▶ [Your objective]
Rewrite the data from the line containing "Could you identify the white pickup" through the end of the data, putting "notebook" wherever "clipboard" appears and leaving everything else unchanged.

>> start Material for this exercise

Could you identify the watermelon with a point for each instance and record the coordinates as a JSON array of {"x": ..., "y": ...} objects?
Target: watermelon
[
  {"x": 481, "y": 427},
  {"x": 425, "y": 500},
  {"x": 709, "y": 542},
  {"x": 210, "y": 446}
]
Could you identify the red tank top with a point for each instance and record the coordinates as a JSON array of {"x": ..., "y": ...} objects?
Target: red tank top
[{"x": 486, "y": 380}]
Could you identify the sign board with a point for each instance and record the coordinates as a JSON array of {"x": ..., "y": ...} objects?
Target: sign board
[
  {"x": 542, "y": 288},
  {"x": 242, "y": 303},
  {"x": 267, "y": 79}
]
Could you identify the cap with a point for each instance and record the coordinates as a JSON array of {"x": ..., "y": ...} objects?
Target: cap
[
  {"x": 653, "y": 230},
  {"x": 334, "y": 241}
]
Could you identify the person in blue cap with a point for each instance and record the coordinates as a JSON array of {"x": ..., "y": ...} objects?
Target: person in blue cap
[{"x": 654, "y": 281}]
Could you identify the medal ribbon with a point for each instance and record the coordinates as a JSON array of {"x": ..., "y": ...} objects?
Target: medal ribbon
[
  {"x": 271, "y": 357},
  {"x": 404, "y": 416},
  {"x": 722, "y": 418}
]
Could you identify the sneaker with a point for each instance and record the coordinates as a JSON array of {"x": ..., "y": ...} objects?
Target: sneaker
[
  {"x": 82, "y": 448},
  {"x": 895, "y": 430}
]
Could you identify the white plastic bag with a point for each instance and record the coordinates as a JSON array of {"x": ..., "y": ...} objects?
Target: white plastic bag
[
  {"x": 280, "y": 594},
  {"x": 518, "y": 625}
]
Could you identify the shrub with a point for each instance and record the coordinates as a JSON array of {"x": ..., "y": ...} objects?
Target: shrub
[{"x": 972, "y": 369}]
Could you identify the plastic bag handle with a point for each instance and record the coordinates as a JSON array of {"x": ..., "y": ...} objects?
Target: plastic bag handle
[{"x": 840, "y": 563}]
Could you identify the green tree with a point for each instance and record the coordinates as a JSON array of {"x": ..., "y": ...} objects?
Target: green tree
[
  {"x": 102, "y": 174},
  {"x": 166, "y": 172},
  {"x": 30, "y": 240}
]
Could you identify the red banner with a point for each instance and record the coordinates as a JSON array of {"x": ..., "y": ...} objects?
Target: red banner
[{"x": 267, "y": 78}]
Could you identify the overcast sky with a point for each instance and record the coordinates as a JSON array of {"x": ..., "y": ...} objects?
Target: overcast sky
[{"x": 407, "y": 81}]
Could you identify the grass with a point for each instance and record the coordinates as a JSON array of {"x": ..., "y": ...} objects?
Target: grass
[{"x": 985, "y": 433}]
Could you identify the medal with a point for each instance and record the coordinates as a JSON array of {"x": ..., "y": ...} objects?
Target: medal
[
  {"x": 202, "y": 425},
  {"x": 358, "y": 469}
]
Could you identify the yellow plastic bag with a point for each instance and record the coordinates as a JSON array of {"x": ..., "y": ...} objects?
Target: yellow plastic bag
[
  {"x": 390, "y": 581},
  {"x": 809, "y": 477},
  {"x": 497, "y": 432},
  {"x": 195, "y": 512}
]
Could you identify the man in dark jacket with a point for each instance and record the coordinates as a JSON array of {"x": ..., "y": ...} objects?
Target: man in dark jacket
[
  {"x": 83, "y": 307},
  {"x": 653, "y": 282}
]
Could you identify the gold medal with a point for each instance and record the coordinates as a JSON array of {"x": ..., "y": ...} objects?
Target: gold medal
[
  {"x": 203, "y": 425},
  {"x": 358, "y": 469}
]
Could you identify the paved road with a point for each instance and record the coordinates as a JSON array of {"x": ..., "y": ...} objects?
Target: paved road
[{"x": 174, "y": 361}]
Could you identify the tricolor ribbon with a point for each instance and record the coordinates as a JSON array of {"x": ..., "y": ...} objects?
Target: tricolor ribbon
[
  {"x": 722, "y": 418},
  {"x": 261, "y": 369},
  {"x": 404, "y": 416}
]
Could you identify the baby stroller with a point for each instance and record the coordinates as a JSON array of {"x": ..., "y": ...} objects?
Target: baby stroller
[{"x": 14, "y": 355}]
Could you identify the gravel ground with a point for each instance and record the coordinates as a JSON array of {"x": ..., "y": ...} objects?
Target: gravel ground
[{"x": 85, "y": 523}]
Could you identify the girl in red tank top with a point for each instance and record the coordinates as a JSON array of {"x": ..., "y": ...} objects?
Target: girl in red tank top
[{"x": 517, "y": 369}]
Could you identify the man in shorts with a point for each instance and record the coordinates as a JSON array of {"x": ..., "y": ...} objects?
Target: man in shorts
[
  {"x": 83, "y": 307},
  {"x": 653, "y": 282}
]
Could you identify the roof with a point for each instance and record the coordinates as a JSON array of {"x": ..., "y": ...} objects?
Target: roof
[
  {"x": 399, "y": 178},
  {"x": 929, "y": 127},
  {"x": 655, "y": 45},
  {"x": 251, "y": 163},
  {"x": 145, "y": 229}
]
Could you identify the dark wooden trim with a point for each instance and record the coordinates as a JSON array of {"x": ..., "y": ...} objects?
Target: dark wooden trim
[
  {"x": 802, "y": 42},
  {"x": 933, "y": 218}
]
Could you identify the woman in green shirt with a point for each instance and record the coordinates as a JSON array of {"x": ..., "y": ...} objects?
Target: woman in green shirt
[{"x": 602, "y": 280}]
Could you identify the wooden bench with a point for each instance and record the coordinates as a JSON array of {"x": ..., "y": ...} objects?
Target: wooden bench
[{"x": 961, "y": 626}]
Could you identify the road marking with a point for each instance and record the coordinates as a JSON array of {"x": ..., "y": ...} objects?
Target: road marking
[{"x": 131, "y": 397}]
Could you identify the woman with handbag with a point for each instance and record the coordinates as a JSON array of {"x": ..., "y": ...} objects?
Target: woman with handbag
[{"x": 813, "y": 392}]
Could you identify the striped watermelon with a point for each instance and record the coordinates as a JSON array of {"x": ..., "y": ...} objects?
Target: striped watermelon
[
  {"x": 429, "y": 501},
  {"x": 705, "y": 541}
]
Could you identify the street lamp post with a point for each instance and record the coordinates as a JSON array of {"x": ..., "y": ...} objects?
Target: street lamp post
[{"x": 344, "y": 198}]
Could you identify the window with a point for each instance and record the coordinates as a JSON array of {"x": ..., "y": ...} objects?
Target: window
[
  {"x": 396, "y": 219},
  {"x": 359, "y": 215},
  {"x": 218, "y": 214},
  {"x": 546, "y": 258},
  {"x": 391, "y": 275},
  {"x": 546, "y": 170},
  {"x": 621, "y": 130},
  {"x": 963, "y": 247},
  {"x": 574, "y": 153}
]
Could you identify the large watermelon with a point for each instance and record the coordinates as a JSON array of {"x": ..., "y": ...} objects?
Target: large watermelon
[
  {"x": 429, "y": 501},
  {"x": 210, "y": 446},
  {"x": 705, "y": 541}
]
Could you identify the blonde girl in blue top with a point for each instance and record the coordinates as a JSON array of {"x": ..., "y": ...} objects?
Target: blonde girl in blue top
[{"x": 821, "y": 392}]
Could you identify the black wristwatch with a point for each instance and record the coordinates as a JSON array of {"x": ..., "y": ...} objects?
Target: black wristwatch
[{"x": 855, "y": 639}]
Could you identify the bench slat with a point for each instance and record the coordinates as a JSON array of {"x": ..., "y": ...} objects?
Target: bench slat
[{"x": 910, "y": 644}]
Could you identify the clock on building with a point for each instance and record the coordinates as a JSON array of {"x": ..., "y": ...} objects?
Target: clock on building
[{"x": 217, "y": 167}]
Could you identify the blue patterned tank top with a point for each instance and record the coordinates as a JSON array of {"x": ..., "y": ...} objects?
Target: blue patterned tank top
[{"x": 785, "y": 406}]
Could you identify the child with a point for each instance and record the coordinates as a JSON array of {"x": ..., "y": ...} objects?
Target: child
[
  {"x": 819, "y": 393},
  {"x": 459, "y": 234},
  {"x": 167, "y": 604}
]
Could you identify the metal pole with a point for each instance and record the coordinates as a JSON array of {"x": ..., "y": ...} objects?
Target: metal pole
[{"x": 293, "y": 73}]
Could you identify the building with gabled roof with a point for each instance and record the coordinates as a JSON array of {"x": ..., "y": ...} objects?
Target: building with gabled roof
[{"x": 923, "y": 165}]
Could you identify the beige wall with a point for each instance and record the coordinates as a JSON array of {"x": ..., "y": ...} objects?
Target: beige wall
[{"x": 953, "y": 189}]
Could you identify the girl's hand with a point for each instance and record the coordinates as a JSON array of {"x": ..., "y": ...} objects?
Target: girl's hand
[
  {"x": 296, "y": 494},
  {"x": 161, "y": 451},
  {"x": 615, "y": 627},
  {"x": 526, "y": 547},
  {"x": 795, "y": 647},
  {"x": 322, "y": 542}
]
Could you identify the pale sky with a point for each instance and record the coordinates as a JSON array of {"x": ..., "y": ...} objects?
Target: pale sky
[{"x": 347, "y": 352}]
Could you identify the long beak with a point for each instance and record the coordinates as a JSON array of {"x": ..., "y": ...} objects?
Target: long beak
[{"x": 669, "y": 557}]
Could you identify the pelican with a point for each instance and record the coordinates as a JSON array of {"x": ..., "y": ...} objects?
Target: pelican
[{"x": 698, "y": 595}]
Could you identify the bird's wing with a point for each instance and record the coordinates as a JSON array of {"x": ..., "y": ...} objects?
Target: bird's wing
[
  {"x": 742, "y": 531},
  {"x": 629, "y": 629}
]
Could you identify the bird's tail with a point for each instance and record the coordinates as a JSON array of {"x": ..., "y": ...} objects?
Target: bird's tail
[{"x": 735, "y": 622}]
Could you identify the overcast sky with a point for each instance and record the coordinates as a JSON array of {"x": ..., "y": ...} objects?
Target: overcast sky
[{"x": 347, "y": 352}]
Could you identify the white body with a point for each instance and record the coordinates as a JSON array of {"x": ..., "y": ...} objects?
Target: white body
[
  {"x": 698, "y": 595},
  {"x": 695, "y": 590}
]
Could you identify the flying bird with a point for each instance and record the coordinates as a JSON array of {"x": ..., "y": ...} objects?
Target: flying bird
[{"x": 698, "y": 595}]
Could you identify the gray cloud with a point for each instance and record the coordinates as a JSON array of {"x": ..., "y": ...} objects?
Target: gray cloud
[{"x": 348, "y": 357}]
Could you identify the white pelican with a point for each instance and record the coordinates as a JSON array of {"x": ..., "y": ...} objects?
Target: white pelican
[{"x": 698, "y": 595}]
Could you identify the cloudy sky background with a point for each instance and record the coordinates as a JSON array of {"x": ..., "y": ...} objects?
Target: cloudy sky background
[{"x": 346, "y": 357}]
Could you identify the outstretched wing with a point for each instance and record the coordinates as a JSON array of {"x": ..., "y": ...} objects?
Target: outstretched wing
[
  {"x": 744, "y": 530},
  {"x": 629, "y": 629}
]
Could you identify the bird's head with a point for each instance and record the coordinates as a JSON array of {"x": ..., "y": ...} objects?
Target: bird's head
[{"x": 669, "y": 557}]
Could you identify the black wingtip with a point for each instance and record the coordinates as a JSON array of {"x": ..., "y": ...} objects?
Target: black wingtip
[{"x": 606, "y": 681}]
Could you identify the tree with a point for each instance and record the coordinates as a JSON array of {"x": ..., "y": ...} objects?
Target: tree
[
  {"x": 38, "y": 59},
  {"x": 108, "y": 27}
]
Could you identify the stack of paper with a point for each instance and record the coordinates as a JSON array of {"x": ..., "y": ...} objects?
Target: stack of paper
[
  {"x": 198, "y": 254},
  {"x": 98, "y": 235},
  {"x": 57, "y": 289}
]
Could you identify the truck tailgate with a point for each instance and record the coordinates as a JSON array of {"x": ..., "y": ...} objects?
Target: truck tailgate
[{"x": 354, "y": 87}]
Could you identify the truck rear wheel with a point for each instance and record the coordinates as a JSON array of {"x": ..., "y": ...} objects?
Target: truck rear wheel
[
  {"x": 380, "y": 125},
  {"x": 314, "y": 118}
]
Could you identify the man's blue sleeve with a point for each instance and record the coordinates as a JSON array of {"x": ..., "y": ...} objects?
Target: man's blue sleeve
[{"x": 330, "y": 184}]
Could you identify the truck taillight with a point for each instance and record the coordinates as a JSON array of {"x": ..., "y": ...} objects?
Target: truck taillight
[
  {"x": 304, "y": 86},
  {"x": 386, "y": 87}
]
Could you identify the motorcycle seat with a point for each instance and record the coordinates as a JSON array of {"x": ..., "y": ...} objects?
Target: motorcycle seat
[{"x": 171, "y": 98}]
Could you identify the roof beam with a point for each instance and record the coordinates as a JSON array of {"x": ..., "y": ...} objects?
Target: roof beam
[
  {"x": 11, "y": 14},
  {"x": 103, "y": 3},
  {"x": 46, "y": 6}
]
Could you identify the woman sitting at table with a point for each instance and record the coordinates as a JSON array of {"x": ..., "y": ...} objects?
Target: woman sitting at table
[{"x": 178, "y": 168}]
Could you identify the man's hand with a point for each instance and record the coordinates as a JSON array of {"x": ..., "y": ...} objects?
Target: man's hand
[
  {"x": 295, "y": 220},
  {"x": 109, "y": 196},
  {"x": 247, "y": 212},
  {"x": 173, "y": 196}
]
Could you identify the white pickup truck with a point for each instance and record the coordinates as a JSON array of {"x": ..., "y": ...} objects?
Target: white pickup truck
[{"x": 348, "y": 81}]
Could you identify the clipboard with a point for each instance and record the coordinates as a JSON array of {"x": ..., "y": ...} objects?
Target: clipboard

>> end Material for this exercise

▶ [The solution]
Could you identify the white pickup truck with a point for each instance and record the coordinates as a JSON array of {"x": ..., "y": ...} objects?
Target: white pickup truck
[{"x": 348, "y": 81}]
Could you identify the notebook with a point for each instance and record the coordinates as a JSON array of {"x": ..., "y": ...} objects?
Target: notebook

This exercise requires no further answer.